Ejercicio propuesto a –
Devuelve cada línea del listado de más abajo en la que aparezca la palabra "leaf".

Extracto del documento –

--

P. ¿Y esa clase dirigente a la que antes se refería pone también en
tela de juicio el Estado de bienestar norteamericano?
R. En Estados Unidos, lo mismo que en Europa, gran parte de quienes
critican las garantías de empleo provistas por el Estado de bienestar son
profesores con puestos asegurados de por vida o economistas a los que se
recompensa por defender los argumentos del capital. El razonamiento económico
es, en realidad, ideológico y político, no científico.
P. ¿En qué medida esas críticas centran el debate político en Estados
Unidos?
R. De hecho, la defensa y la extensión del Estado de bienestar ha sido
y es uno de los ejes mayores de la política norteamericana. Después de las
últimas elecciones presidenciales, los republicanos querían reducirlo, poner un
límite a su expansión. Pero los planes de privatización de la Seguridad Social
se han visto entorpecidos por el escándalo de Enron y por la caída de las
bolsas. Los norteamericanos han perdido mucho dinero en la Bolsa, en particular
los pequeños ahorradores. Por otra parte, se sabe que el nivel de vida medio de
los europeos no es peor que el de los norteamericanos, pese a tener una
Seguridad Social con mayor cobertura, un mejor seguro de desempleo y, en
definitiva, un Estado de bienestar más universal e inclusivo.
P. Entonces, y frente a lo que parece desprenderse del triunfo de los
conservadores en la mayor parte de los países desarrollados, el futuro del
Estado de bienestar no está aún decidido.

--

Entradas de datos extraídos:
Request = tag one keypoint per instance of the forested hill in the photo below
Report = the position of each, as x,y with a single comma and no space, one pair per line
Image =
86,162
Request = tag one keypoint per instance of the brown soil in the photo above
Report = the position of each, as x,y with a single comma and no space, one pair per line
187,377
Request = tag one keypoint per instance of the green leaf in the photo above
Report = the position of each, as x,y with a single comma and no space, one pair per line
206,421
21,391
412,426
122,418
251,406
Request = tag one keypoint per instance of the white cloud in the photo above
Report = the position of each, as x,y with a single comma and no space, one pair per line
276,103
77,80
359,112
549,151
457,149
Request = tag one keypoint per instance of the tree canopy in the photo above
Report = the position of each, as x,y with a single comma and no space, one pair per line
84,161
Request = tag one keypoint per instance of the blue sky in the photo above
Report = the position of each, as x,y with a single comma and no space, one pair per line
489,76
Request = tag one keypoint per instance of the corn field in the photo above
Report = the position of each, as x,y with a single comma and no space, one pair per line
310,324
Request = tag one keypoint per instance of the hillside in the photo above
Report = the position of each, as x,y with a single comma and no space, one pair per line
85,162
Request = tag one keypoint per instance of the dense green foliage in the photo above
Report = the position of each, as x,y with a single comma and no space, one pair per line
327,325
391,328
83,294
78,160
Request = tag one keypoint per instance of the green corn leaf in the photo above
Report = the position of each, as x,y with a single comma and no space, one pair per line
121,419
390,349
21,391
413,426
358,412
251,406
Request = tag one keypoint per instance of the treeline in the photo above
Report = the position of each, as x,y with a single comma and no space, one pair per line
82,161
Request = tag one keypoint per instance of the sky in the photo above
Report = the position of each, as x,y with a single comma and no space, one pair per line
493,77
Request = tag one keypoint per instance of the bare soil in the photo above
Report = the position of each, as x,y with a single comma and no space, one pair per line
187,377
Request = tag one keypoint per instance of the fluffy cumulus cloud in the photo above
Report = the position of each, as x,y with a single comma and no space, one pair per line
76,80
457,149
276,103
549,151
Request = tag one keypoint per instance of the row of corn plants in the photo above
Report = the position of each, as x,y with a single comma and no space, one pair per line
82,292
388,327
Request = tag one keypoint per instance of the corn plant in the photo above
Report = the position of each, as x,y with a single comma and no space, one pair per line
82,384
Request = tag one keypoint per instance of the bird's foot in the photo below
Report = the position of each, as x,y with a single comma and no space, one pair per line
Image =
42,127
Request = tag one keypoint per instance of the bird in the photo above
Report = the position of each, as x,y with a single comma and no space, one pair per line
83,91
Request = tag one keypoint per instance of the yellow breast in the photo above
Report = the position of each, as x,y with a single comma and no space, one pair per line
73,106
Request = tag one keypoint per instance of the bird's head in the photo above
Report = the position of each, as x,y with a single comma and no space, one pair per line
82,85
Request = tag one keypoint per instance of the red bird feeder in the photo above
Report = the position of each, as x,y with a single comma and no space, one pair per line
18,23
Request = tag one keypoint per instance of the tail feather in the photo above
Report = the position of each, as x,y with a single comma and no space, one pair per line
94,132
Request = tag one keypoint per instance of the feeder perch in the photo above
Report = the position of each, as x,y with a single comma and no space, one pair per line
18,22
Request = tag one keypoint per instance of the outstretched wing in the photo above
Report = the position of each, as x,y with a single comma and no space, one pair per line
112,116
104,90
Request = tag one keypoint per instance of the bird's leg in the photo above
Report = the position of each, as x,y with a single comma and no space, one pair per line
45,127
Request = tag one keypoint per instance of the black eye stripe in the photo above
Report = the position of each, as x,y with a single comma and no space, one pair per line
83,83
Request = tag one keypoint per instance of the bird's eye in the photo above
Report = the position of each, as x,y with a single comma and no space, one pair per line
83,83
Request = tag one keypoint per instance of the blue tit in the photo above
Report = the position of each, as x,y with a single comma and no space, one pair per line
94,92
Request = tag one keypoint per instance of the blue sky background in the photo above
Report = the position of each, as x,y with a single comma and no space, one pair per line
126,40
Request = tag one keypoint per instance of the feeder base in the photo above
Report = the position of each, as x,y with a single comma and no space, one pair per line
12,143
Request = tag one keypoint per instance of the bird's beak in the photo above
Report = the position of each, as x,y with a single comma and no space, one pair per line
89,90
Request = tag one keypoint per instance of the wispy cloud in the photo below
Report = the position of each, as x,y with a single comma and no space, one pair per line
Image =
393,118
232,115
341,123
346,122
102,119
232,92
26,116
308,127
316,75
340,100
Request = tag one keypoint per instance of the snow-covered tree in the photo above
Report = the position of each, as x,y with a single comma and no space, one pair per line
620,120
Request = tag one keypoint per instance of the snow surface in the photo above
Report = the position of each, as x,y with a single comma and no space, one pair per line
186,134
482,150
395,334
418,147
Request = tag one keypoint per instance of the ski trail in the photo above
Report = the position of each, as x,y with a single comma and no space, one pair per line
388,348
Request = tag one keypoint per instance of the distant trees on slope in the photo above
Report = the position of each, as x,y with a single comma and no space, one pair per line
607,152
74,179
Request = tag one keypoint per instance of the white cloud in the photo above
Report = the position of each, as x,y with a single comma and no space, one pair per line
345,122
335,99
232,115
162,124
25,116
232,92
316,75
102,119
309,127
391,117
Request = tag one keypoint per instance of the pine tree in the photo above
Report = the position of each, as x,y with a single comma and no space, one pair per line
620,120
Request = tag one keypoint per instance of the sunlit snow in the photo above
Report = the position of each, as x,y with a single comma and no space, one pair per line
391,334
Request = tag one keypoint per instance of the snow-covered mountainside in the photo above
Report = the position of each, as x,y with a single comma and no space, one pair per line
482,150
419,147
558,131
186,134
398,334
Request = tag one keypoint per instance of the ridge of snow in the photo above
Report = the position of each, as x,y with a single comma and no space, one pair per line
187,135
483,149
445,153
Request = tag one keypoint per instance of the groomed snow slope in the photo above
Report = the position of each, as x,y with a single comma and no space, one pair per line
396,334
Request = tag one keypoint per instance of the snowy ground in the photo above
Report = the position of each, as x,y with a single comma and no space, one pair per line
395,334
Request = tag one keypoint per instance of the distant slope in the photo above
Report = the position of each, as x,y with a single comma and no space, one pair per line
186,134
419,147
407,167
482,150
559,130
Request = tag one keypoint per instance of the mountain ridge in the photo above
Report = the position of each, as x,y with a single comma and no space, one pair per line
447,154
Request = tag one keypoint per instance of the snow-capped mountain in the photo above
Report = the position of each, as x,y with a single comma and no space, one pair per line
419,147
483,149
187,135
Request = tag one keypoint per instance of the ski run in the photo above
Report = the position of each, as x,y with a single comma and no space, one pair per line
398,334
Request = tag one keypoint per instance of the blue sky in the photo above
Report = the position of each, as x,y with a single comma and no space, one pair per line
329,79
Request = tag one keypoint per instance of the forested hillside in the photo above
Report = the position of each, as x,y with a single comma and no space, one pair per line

--

Ejercicio propuesto b –
Prosigue la entrevista de arriba sobre el Estado de bienestar a partir de la última frase que se muestra.

Respuesta a –
Request = tag one keypoint per instance of the green leaf in the photo above
Request = tag one keypoint per instance of the green corn leaf in the photo above

Respuesta b –
R. El Estado de bienestar no es solamente una creación de la
izquierda. Como se sabe, la democracia cristiana tuvo también una participación
muy activa. La idea de que nadie debe vivir por debajo de un mínimo no es ni
siquiera patrimonio de los partidos democráticos, e inspiró lo mismo a la
izquierda comunista que a los nacionalsocialistas, a los fascistas de Mussolini
y, hasta cierto punto, a la Falange en España, por corrupta e ineficaz que fuese
su gestión. En cualquier caso, lo que hoy está en juego, debido a la competencia
global, es ese modelo de Estado de bienestar que pretende redistribuir los
beneficios sociales a partir de los impuestos. Se puede cerrar una fábrica en
Barcelona y abrirla en México o Brasil. O mejor en Corea o en China, donde un
Estado autoritario se encarga de que los sindicatos no creen problemas. Desde el
momento en que no existe ningún mecanismo internacional que asegure el
establecimiento de prestaciones sociales, las empresas buscarán los países con
un coste laboral más bajo, y esto supone una desventaja para los que mantienen
un coste más elevado. Incluido Estados Unidos. No tiene más que ir a San Diego o
a El Paso y cruzar la frontera. En estas circunstancias, cabe hacerse una
pregunta: ¿ante quién son responsables los Gobiernos? ¿Ante las empresas
globales que quieren producir más barato o ante los ciudadanos cuyas condiciones
de vida se verán afectadas como consecuencia de las relaciones económicas con el
resto del mundo?
P. Hablaba antes de la confluencia de la democracia cristiana con la
socialdemocracia para construir ese Estado de bienestar que redistribuye a
partir de los impuestos. ¿Piensa que la tercera vía, y en general la nueva
socialdemocracia, podría estar haciendo el camino de regreso, esto es,
confluyendo con los conservadores para desmantelarlo?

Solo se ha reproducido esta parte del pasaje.